[Start Document passage]

Categories
Desktop Application Development Raspberry Pi Software Development

Soft Latching Power Switch Revisited

This week, I have some updates revolving around the Soft Latching Power Switch, that I last wrote about eight years ago. I finally returned to the project and now have it working as I intended. I also have made some changes to the Dual Volt Amp Meter‘s Desktop software. I believe I may now have a stable usable version. Lastly, I’ve gotten started with Flux.ai and plan on using it to replace my old version of Eagle.

Soft Latching Power Switch

Soft Latching Switch on the bench
Soft Latching Switch on the bench connected to a Raspberry Pi Zero

I resolved a few items that I encountered previously when I attempted to use the Soft Latching Power Switch designed by Mosaic Industries to control an Adafruit 1000C. I was able to reliably control the PowerBoost 1000C using the Soft Latching circuit, one I removed R13 from the PowerBoost and placed a 200K ohm resistor between the enable and ground. R13 pulls up the enable pin to Vs so that the PowerBoost is always on, unless the enable pin is connected to ground. In my case, I wanted the opposite behavior. I wanted the PowerBoost to always be off unless the enable pin is connected to Vs.

[End Document passage]

__What you need to do__:
[a] Condense the paragraph of the soft latching switch post that begins "This week, I have some updates" into a short bulleted list that keeps its main facts.
[b] Write the next part of the soft latching switch post, picking up right after its final sentence.

[Start Dataset excerpts]

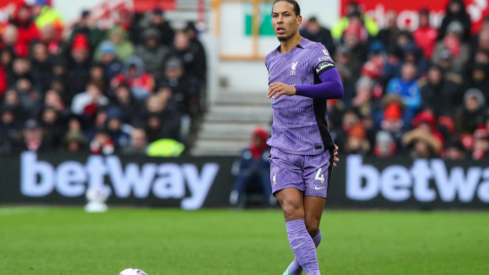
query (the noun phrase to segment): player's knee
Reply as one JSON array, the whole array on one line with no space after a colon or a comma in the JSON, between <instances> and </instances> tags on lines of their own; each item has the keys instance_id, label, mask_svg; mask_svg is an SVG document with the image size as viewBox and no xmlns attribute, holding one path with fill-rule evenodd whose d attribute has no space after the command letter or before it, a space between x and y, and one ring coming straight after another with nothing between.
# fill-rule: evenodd
<instances>
[{"instance_id":1,"label":"player's knee","mask_svg":"<svg viewBox=\"0 0 489 275\"><path fill-rule=\"evenodd\" d=\"M306 220L306 229L311 237L315 237L319 232L319 225L315 221L311 222Z\"/></svg>"},{"instance_id":2,"label":"player's knee","mask_svg":"<svg viewBox=\"0 0 489 275\"><path fill-rule=\"evenodd\" d=\"M284 215L289 217L289 219L295 220L304 218L304 208L300 203L293 202L283 202L282 205Z\"/></svg>"}]
</instances>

[End Dataset excerpts]

__Responses in order__:
[a]
- The Soft Latching Power Switch, last covered eight years ago, now works as intended.
- The Dual Volt Amp Meter's desktop software has been changed and may now be stable and usable.
- Work has begun with Flux.ai, which is meant to replace an old version of Eagle.

[b]
The Soft Latching Power Switch designed by Mosaic Industries is intended to switch the 5V going into the Raspberry Pi but I wanted to use it differently by having it control turn off, or disable, the PowerBoost 1000C boost circuit. Below is a diagram showing the circuit used in this design.

Complete Circuit Diagram
Complete Circuit Diagram with the Soft Latching Circuit, Powerboost 1000C, and Raspberry Pi

The Soft Latching Power Switch is connected so that the input voltage is the Vs output of the Adafruit 1000C. The Vs output is USB voltage if USB Power is applied. If USB Power is not applied, Vs is the battery voltage. The output of the Soft Latching Power Switch output is connected to the enable pin of the Adafruit 1000C. The final connection of the Soft Latching Power Switch is the control pin, which is connected to GPIO22 (pin 15) of the Raspberry Pi.

The Adfruit PowerBoost 1000C is modified by removing the 200K ohm pull-up resistor, R13. An external 200K ohm resistor is connected between the enable pin and ground. A capacitor, around 0.01uF is placed in parallel with the resistor to prevent the PowerBoost from turning on the first time power is applied from either USB or battery. The value of the capacitor used is not critical. The first capacitor I grabbed was 0.01uF and it worked. The purpose of the capacitor is to make it look like a short from the enable pin to ground when power is first applied. If you find that it still starts from the on state rather than off state, you may need to use a higher value capacitor to provide more time for the capacitor to charge up and appear as a short to ground.

Once the circuit is put together and connected, you will need to load some scripts on the Raspberry Pi to allow the switch to shutdown the Raspberry Pi when the switch is pressed and for the Raspberry Pi to turn off the power when it shuts down. The scripts are available in the Pi-Power-Button project on GitHub.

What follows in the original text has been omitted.